(Extracted data entries)
##############################
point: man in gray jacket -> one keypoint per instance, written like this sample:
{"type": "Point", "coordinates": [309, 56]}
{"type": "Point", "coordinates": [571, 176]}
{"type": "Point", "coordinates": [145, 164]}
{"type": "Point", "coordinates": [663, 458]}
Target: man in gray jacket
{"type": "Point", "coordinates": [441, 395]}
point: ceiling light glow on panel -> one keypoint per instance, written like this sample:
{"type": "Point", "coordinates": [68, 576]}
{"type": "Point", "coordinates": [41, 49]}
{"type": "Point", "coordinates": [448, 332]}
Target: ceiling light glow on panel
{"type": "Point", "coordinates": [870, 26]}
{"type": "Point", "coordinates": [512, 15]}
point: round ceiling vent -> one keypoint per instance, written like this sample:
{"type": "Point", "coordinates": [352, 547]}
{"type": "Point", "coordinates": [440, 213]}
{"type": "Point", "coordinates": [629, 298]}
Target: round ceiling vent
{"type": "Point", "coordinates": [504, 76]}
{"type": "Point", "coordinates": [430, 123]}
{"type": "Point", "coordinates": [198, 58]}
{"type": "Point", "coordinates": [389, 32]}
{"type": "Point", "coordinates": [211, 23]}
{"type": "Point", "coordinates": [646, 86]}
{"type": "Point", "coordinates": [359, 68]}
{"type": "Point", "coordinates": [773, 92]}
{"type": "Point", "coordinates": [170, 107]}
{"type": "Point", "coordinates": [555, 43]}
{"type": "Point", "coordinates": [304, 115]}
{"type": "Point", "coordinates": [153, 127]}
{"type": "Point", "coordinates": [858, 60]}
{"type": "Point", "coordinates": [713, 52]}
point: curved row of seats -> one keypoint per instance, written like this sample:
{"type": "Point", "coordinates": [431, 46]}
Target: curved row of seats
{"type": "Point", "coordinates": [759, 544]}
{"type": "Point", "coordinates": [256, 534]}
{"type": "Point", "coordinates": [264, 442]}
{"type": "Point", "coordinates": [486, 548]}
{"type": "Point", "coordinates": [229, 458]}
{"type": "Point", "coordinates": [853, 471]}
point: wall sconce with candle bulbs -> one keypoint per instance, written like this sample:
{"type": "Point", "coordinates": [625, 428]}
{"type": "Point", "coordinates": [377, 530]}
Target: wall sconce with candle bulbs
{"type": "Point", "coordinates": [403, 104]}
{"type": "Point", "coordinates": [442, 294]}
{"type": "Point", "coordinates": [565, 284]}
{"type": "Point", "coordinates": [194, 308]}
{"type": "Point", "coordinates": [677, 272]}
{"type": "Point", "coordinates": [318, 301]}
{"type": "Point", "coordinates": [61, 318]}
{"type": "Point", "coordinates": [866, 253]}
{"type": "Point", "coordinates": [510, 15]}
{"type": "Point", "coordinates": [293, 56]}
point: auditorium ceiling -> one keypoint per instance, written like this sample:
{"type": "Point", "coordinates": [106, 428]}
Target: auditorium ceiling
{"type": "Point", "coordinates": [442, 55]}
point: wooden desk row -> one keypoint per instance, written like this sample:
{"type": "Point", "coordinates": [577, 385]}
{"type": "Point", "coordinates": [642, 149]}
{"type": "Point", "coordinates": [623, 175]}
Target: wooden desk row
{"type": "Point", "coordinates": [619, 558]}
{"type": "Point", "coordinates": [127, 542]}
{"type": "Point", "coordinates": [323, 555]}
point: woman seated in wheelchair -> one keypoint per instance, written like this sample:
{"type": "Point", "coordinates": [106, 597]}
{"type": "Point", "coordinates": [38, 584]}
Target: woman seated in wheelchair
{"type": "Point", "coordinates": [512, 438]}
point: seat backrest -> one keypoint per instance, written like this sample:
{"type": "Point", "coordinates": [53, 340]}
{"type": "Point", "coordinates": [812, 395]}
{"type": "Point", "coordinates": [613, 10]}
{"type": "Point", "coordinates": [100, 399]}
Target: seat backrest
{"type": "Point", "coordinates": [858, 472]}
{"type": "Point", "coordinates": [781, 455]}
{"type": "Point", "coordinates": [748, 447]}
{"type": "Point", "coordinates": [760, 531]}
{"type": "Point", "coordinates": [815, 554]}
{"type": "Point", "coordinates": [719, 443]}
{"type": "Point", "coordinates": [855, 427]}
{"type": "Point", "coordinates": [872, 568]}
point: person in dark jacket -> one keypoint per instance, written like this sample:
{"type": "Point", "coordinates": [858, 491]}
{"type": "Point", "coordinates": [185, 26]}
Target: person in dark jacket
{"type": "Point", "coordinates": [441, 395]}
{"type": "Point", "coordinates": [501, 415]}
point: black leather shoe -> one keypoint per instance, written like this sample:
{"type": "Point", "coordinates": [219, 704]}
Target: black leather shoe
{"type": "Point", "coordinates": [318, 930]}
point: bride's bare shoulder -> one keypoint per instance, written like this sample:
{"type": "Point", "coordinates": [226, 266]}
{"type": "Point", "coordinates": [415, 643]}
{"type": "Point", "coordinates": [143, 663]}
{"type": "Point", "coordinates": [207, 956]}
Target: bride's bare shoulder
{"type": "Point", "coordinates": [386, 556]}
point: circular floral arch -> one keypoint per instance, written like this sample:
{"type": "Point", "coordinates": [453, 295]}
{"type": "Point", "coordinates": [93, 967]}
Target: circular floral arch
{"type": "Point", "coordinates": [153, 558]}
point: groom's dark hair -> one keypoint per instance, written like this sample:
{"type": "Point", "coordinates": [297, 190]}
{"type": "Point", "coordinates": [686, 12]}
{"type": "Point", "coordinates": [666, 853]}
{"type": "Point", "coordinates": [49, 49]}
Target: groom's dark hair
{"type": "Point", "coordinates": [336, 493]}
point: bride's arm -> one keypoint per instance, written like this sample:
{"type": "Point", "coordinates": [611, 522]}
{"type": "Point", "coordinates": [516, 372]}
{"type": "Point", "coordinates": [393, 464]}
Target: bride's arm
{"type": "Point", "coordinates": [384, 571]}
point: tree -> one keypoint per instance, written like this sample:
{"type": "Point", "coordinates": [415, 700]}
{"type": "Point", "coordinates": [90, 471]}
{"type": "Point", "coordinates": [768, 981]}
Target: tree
##############################
(Exercise description) Return each entry from above without altering a single character.

(Expected output)
point: man in gray jacket -> one keypoint per instance, written like this sample:
{"type": "Point", "coordinates": [309, 56]}
{"type": "Point", "coordinates": [571, 176]}
{"type": "Point", "coordinates": [145, 164]}
{"type": "Point", "coordinates": [663, 458]}
Target: man in gray jacket
{"type": "Point", "coordinates": [441, 395]}
point: ceiling light glow on panel -> one keypoint per instance, written like this sample:
{"type": "Point", "coordinates": [68, 576]}
{"type": "Point", "coordinates": [41, 49]}
{"type": "Point", "coordinates": [448, 332]}
Target: ceiling light glow on panel
{"type": "Point", "coordinates": [870, 26]}
{"type": "Point", "coordinates": [512, 15]}
point: round ceiling vent -> one keypoint per instance, written like this sample:
{"type": "Point", "coordinates": [352, 547]}
{"type": "Point", "coordinates": [440, 213]}
{"type": "Point", "coordinates": [629, 298]}
Target: round ceiling vent
{"type": "Point", "coordinates": [504, 76]}
{"type": "Point", "coordinates": [430, 123]}
{"type": "Point", "coordinates": [198, 58]}
{"type": "Point", "coordinates": [389, 32]}
{"type": "Point", "coordinates": [211, 23]}
{"type": "Point", "coordinates": [646, 86]}
{"type": "Point", "coordinates": [359, 68]}
{"type": "Point", "coordinates": [773, 92]}
{"type": "Point", "coordinates": [170, 107]}
{"type": "Point", "coordinates": [555, 43]}
{"type": "Point", "coordinates": [304, 115]}
{"type": "Point", "coordinates": [153, 127]}
{"type": "Point", "coordinates": [858, 60]}
{"type": "Point", "coordinates": [713, 52]}
point: curved row of seats -> one keypoint per instance, written like this sample:
{"type": "Point", "coordinates": [431, 46]}
Target: curved row of seats
{"type": "Point", "coordinates": [759, 544]}
{"type": "Point", "coordinates": [256, 534]}
{"type": "Point", "coordinates": [264, 442]}
{"type": "Point", "coordinates": [486, 548]}
{"type": "Point", "coordinates": [229, 458]}
{"type": "Point", "coordinates": [853, 471]}
point: wall sconce with candle bulbs -> one keypoint per instance, written like this sample:
{"type": "Point", "coordinates": [625, 428]}
{"type": "Point", "coordinates": [377, 530]}
Target: wall sconce with candle bulbs
{"type": "Point", "coordinates": [403, 104]}
{"type": "Point", "coordinates": [442, 294]}
{"type": "Point", "coordinates": [565, 284]}
{"type": "Point", "coordinates": [194, 308]}
{"type": "Point", "coordinates": [677, 272]}
{"type": "Point", "coordinates": [318, 301]}
{"type": "Point", "coordinates": [61, 318]}
{"type": "Point", "coordinates": [866, 253]}
{"type": "Point", "coordinates": [510, 15]}
{"type": "Point", "coordinates": [293, 56]}
point: auditorium ceiling -> one keypoint per instance, written like this sample:
{"type": "Point", "coordinates": [106, 428]}
Target: auditorium ceiling
{"type": "Point", "coordinates": [442, 55]}
point: wooden desk row -> one keypoint per instance, written like this sample:
{"type": "Point", "coordinates": [577, 385]}
{"type": "Point", "coordinates": [642, 149]}
{"type": "Point", "coordinates": [623, 175]}
Target: wooden desk row
{"type": "Point", "coordinates": [619, 558]}
{"type": "Point", "coordinates": [127, 542]}
{"type": "Point", "coordinates": [323, 555]}
point: woman seated in wheelchair -> one keypoint per instance, written like this sample:
{"type": "Point", "coordinates": [106, 597]}
{"type": "Point", "coordinates": [38, 584]}
Target: woman seated in wheelchair
{"type": "Point", "coordinates": [512, 438]}
point: seat backrest -> one keypoint per instance, written like this sample:
{"type": "Point", "coordinates": [53, 340]}
{"type": "Point", "coordinates": [812, 395]}
{"type": "Point", "coordinates": [613, 10]}
{"type": "Point", "coordinates": [100, 399]}
Target: seat backrest
{"type": "Point", "coordinates": [858, 472]}
{"type": "Point", "coordinates": [781, 455]}
{"type": "Point", "coordinates": [748, 447]}
{"type": "Point", "coordinates": [760, 531]}
{"type": "Point", "coordinates": [815, 554]}
{"type": "Point", "coordinates": [719, 443]}
{"type": "Point", "coordinates": [855, 427]}
{"type": "Point", "coordinates": [872, 568]}
point: person in dark jacket -> one keypoint per instance, written like this sample:
{"type": "Point", "coordinates": [858, 491]}
{"type": "Point", "coordinates": [185, 26]}
Target: person in dark jacket
{"type": "Point", "coordinates": [441, 395]}
{"type": "Point", "coordinates": [501, 415]}
point: black leather shoe -> one keypoint per instance, written like this sample:
{"type": "Point", "coordinates": [219, 704]}
Target: black leather shoe
{"type": "Point", "coordinates": [318, 930]}
point: bride's bare shoulder -> one keypoint per instance, written like this sample:
{"type": "Point", "coordinates": [226, 266]}
{"type": "Point", "coordinates": [415, 643]}
{"type": "Point", "coordinates": [143, 663]}
{"type": "Point", "coordinates": [207, 956]}
Target: bride's bare shoulder
{"type": "Point", "coordinates": [386, 556]}
point: circular floral arch -> one keypoint per instance, written like this sample:
{"type": "Point", "coordinates": [453, 295]}
{"type": "Point", "coordinates": [93, 967]}
Target: circular floral arch
{"type": "Point", "coordinates": [153, 558]}
point: groom's dark hair -> one keypoint per instance, written like this sample:
{"type": "Point", "coordinates": [297, 190]}
{"type": "Point", "coordinates": [686, 12]}
{"type": "Point", "coordinates": [666, 853]}
{"type": "Point", "coordinates": [49, 49]}
Target: groom's dark hair
{"type": "Point", "coordinates": [336, 493]}
point: bride's arm -> one keypoint per instance, written like this sample:
{"type": "Point", "coordinates": [611, 522]}
{"type": "Point", "coordinates": [516, 372]}
{"type": "Point", "coordinates": [393, 464]}
Target: bride's arm
{"type": "Point", "coordinates": [384, 571]}
point: tree -> one keypoint per instance, written like this sample:
{"type": "Point", "coordinates": [415, 700]}
{"type": "Point", "coordinates": [90, 471]}
{"type": "Point", "coordinates": [768, 981]}
Target: tree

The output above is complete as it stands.